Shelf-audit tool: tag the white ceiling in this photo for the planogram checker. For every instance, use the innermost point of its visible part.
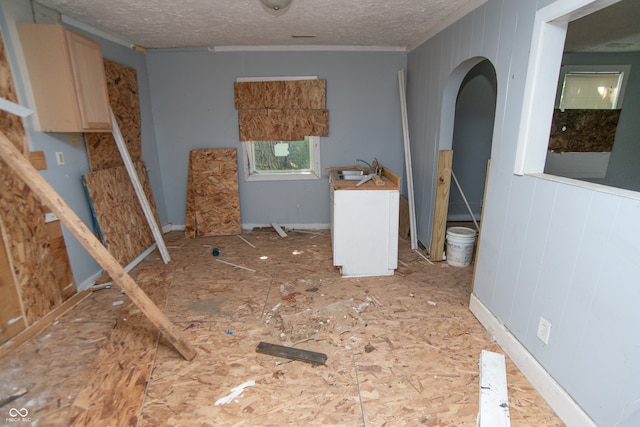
(375, 24)
(218, 23)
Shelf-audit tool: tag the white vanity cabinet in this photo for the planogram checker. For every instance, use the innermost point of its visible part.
(364, 225)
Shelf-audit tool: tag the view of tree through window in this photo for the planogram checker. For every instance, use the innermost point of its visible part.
(282, 156)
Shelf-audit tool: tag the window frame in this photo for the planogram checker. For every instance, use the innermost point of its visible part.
(545, 60)
(314, 174)
(624, 71)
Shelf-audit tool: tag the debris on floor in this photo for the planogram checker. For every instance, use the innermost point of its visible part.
(235, 392)
(312, 357)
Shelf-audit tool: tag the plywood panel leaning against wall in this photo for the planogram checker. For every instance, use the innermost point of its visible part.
(123, 226)
(22, 224)
(122, 85)
(213, 201)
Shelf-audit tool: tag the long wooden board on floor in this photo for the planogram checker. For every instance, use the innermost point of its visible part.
(115, 389)
(445, 160)
(27, 173)
(213, 201)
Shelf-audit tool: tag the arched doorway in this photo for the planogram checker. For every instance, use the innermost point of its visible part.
(472, 135)
(466, 134)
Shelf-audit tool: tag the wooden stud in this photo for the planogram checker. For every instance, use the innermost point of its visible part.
(484, 200)
(85, 237)
(122, 85)
(119, 219)
(445, 160)
(12, 318)
(137, 186)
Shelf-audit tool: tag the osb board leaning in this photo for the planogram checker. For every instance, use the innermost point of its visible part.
(213, 201)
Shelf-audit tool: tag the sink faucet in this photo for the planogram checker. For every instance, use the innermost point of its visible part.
(372, 168)
(366, 163)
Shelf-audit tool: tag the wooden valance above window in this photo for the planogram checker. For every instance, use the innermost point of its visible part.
(283, 110)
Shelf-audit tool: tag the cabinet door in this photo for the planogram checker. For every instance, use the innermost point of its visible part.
(89, 80)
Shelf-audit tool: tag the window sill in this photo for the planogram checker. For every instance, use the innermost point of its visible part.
(283, 177)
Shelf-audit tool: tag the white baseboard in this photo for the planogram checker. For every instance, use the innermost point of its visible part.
(172, 227)
(462, 218)
(559, 400)
(318, 226)
(248, 227)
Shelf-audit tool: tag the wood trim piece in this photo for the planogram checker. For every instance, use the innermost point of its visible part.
(12, 316)
(45, 321)
(441, 207)
(85, 237)
(137, 186)
(484, 200)
(122, 84)
(558, 399)
(411, 207)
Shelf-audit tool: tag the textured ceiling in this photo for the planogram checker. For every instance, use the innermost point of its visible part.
(613, 29)
(398, 24)
(218, 23)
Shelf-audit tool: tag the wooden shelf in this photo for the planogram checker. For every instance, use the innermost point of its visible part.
(67, 78)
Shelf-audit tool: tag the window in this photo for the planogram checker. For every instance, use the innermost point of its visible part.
(591, 87)
(282, 160)
(585, 121)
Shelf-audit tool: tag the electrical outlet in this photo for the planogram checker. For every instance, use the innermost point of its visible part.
(544, 330)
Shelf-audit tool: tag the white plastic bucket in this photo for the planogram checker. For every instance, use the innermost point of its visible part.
(459, 246)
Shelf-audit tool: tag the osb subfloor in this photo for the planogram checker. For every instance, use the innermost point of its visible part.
(402, 350)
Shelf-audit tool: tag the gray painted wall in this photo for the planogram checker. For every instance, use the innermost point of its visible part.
(193, 107)
(558, 250)
(65, 179)
(623, 168)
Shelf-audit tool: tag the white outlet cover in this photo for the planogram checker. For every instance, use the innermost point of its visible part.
(544, 330)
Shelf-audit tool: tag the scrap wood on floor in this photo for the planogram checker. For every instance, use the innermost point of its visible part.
(401, 350)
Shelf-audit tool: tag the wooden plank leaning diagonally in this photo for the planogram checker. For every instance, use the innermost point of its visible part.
(48, 195)
(441, 207)
(137, 186)
(413, 233)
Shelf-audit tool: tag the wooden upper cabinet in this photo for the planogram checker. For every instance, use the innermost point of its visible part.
(67, 78)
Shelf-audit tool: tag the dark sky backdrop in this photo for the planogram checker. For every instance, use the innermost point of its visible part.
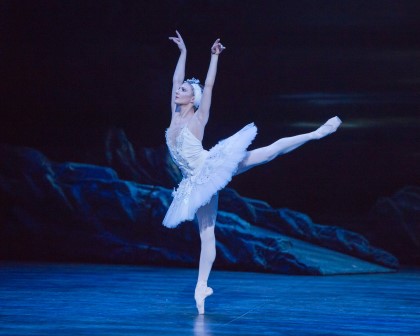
(72, 69)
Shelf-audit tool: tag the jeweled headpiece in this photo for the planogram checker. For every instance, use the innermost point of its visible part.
(198, 92)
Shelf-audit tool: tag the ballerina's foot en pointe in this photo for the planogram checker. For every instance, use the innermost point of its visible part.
(329, 127)
(206, 172)
(201, 293)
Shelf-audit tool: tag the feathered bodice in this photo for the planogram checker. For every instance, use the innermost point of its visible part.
(186, 150)
(205, 172)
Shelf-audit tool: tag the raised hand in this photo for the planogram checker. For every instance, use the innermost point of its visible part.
(217, 47)
(179, 41)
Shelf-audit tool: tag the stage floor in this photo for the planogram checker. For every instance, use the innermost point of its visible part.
(79, 299)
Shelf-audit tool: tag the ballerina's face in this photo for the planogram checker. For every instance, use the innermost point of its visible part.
(184, 95)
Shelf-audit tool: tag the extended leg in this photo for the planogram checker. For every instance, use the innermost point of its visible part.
(206, 220)
(265, 154)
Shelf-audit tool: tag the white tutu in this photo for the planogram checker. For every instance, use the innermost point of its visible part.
(212, 173)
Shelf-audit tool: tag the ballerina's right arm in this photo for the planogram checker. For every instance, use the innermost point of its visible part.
(204, 109)
(179, 73)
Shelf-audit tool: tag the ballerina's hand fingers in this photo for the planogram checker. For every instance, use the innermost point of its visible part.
(179, 35)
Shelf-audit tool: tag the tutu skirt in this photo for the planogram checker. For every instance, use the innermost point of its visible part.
(219, 165)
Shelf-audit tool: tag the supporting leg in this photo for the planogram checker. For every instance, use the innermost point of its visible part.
(285, 145)
(206, 220)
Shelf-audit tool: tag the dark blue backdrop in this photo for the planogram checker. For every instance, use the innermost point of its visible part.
(71, 70)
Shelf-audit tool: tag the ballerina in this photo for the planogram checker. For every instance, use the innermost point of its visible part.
(206, 172)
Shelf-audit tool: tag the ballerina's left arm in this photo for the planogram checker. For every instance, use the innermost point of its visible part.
(204, 109)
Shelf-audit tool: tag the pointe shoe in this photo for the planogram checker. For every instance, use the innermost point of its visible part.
(329, 127)
(201, 292)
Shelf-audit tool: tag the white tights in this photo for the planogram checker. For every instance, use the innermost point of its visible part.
(207, 213)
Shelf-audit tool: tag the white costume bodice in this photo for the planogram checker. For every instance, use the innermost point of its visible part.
(186, 150)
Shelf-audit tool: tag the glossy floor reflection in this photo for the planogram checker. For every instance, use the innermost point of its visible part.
(75, 299)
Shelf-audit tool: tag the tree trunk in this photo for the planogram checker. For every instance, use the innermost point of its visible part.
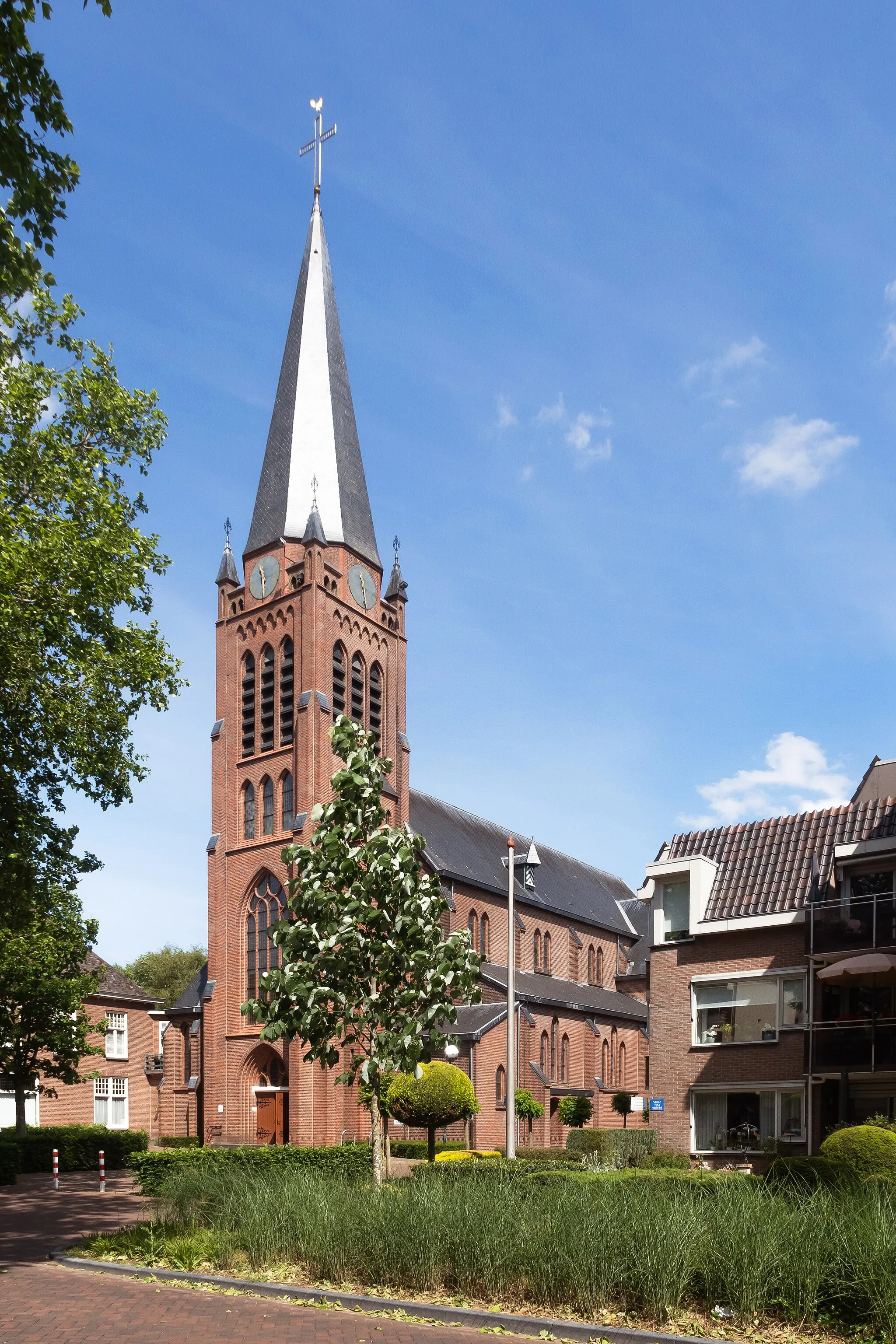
(377, 1135)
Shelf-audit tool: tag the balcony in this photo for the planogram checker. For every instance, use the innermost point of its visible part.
(856, 925)
(864, 1047)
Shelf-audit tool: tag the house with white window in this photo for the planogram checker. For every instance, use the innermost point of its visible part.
(773, 976)
(126, 1093)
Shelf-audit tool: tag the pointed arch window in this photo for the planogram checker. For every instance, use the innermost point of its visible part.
(339, 679)
(288, 807)
(268, 807)
(287, 693)
(268, 699)
(375, 705)
(265, 909)
(358, 689)
(249, 705)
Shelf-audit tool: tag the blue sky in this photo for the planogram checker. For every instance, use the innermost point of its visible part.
(614, 292)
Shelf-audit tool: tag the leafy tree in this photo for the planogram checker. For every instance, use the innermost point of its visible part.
(438, 1097)
(368, 977)
(37, 175)
(527, 1108)
(166, 973)
(575, 1112)
(621, 1104)
(43, 1025)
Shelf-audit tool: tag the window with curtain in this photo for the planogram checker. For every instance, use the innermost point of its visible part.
(249, 812)
(287, 693)
(249, 705)
(339, 679)
(288, 814)
(268, 807)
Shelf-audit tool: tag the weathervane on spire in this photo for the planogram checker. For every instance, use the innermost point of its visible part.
(318, 143)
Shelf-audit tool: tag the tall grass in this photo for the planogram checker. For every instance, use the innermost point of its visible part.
(639, 1245)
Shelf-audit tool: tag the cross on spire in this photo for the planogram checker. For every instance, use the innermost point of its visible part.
(318, 143)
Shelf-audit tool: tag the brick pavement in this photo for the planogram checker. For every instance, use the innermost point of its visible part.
(42, 1303)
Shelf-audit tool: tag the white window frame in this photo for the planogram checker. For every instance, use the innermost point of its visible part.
(778, 1089)
(116, 1035)
(781, 976)
(105, 1092)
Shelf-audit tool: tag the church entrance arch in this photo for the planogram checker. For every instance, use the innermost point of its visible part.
(266, 1089)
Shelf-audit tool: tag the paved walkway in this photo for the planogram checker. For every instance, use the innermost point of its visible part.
(42, 1303)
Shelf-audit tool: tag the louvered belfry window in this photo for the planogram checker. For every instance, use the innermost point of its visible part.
(268, 699)
(287, 694)
(358, 689)
(339, 679)
(249, 705)
(375, 701)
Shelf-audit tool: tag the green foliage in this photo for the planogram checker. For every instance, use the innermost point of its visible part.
(367, 976)
(78, 1147)
(864, 1148)
(10, 1163)
(442, 1096)
(155, 1170)
(166, 973)
(575, 1112)
(43, 1025)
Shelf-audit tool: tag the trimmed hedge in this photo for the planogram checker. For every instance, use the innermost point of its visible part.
(10, 1163)
(152, 1170)
(613, 1143)
(78, 1147)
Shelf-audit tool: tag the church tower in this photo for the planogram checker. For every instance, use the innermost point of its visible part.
(311, 634)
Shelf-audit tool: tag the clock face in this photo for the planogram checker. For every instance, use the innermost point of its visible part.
(262, 581)
(362, 586)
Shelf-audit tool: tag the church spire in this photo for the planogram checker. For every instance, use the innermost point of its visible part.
(313, 430)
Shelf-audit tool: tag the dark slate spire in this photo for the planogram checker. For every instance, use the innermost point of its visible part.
(312, 430)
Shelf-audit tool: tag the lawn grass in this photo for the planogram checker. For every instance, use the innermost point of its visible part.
(647, 1248)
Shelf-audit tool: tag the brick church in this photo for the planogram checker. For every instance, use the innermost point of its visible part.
(315, 631)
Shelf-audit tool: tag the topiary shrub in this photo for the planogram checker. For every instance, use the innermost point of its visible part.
(864, 1148)
(441, 1096)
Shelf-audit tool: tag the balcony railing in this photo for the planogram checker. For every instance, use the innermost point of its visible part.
(864, 1047)
(858, 925)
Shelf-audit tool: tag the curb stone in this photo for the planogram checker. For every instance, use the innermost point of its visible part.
(532, 1327)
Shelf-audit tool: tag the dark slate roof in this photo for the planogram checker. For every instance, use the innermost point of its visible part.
(766, 867)
(115, 984)
(269, 517)
(192, 995)
(464, 847)
(566, 994)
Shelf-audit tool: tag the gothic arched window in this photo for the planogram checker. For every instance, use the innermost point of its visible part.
(287, 693)
(339, 679)
(375, 704)
(249, 705)
(358, 689)
(288, 805)
(265, 909)
(268, 699)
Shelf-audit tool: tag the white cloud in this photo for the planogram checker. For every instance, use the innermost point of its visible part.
(798, 779)
(794, 458)
(507, 420)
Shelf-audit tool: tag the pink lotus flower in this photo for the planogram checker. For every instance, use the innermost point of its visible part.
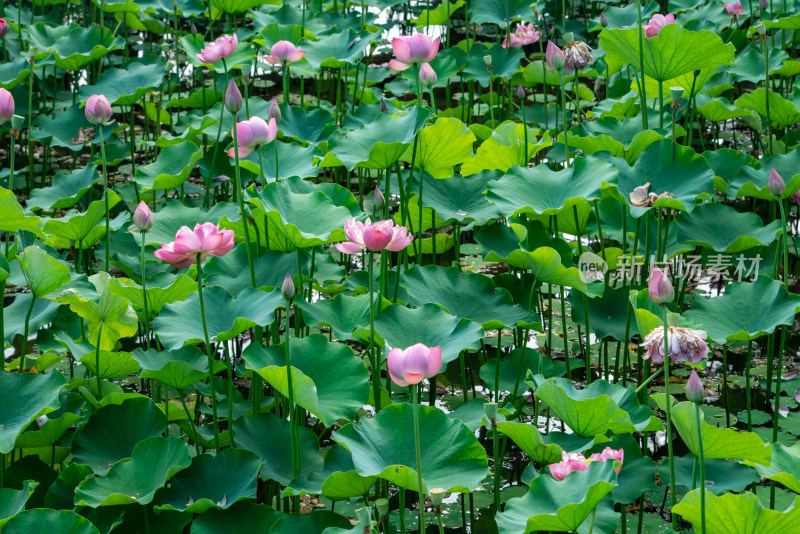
(205, 239)
(413, 50)
(734, 8)
(570, 462)
(381, 235)
(410, 366)
(284, 52)
(427, 75)
(657, 22)
(525, 35)
(6, 105)
(98, 110)
(253, 133)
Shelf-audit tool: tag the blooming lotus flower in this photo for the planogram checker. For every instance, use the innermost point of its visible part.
(525, 35)
(284, 52)
(6, 105)
(657, 22)
(685, 345)
(734, 8)
(381, 235)
(660, 288)
(205, 239)
(98, 110)
(410, 366)
(413, 50)
(253, 133)
(427, 75)
(570, 461)
(143, 217)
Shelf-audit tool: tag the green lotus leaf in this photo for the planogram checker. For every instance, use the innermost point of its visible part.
(440, 146)
(328, 379)
(179, 322)
(178, 369)
(599, 408)
(212, 482)
(46, 520)
(458, 292)
(43, 273)
(67, 189)
(558, 505)
(737, 514)
(669, 54)
(125, 87)
(383, 446)
(430, 325)
(543, 191)
(746, 311)
(717, 442)
(29, 396)
(782, 112)
(113, 431)
(135, 480)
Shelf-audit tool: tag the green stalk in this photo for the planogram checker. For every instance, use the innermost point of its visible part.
(209, 352)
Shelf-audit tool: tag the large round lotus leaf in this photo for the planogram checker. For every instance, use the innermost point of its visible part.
(723, 229)
(178, 369)
(314, 523)
(226, 316)
(608, 313)
(670, 168)
(458, 293)
(248, 517)
(152, 462)
(430, 325)
(717, 442)
(212, 482)
(383, 446)
(440, 146)
(669, 54)
(270, 438)
(28, 396)
(126, 86)
(377, 144)
(46, 520)
(737, 514)
(558, 505)
(328, 379)
(599, 408)
(113, 431)
(746, 311)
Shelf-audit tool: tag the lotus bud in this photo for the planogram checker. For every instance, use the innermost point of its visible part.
(143, 217)
(233, 98)
(274, 111)
(287, 288)
(694, 388)
(660, 288)
(379, 199)
(776, 184)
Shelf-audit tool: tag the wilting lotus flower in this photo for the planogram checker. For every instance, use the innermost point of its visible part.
(98, 110)
(413, 50)
(525, 35)
(205, 239)
(284, 52)
(252, 134)
(734, 8)
(6, 105)
(381, 235)
(657, 22)
(685, 345)
(427, 75)
(410, 366)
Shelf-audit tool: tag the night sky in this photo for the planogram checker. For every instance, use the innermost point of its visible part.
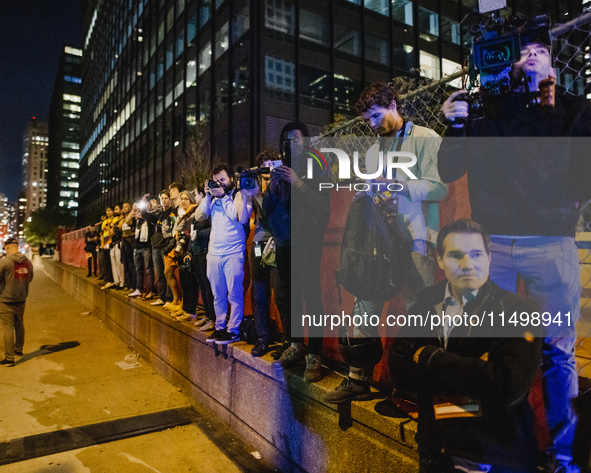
(32, 36)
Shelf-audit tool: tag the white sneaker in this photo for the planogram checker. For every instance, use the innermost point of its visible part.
(209, 325)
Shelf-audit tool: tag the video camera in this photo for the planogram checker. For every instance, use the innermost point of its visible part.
(496, 46)
(248, 176)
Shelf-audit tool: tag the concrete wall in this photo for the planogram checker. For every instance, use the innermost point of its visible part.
(282, 416)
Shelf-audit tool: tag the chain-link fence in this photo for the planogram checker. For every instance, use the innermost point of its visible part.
(421, 103)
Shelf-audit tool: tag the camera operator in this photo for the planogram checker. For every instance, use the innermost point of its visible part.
(142, 252)
(230, 211)
(525, 193)
(161, 217)
(261, 274)
(298, 229)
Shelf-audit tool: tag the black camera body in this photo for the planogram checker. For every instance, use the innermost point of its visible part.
(248, 178)
(182, 243)
(496, 46)
(475, 107)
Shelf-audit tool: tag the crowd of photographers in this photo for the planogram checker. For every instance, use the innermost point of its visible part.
(203, 232)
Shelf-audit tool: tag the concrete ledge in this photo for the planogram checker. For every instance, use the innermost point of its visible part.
(276, 411)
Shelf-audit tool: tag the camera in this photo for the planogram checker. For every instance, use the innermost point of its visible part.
(475, 106)
(248, 177)
(181, 244)
(496, 46)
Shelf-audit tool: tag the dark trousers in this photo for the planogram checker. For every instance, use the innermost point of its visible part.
(143, 265)
(164, 292)
(298, 289)
(260, 289)
(92, 263)
(190, 289)
(199, 263)
(105, 264)
(127, 259)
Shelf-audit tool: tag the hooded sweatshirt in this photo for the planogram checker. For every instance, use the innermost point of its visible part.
(16, 272)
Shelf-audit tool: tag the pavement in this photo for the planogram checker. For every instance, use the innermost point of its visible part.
(68, 407)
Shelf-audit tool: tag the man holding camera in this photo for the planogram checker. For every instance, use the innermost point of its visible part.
(416, 215)
(471, 384)
(525, 192)
(230, 211)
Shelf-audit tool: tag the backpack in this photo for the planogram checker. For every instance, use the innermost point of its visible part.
(373, 253)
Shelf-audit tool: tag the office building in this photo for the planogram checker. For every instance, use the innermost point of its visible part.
(35, 141)
(64, 132)
(154, 68)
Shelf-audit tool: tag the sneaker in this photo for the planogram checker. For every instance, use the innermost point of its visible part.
(277, 353)
(260, 348)
(313, 371)
(228, 338)
(207, 326)
(560, 465)
(349, 390)
(216, 334)
(291, 357)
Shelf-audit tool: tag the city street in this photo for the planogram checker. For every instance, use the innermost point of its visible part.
(68, 396)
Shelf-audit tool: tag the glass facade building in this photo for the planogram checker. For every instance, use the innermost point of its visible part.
(154, 68)
(64, 132)
(35, 141)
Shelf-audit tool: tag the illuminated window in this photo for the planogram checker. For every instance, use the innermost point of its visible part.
(73, 51)
(72, 98)
(72, 107)
(76, 80)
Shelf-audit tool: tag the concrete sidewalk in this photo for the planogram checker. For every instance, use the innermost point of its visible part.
(68, 379)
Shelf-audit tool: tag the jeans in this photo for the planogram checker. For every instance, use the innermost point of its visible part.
(164, 292)
(105, 265)
(190, 289)
(549, 268)
(92, 263)
(116, 265)
(226, 274)
(298, 288)
(199, 264)
(128, 261)
(143, 262)
(11, 316)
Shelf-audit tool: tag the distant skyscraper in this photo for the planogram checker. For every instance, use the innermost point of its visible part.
(35, 141)
(244, 68)
(64, 132)
(21, 210)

☆ ☆ ☆ ☆

Task to carry out >> Copy everything in the material above from the line containing "Shelf-audit tool: tag the tree" down to the line containing "(377, 1135)", both lines included. Leave the picture out of your copy.

Final answer >>
Shelf-audit tool: tag the tree trunk in this photo for the planogram checker. For every instance, use the innermost point of its visible part.
(377, 1135)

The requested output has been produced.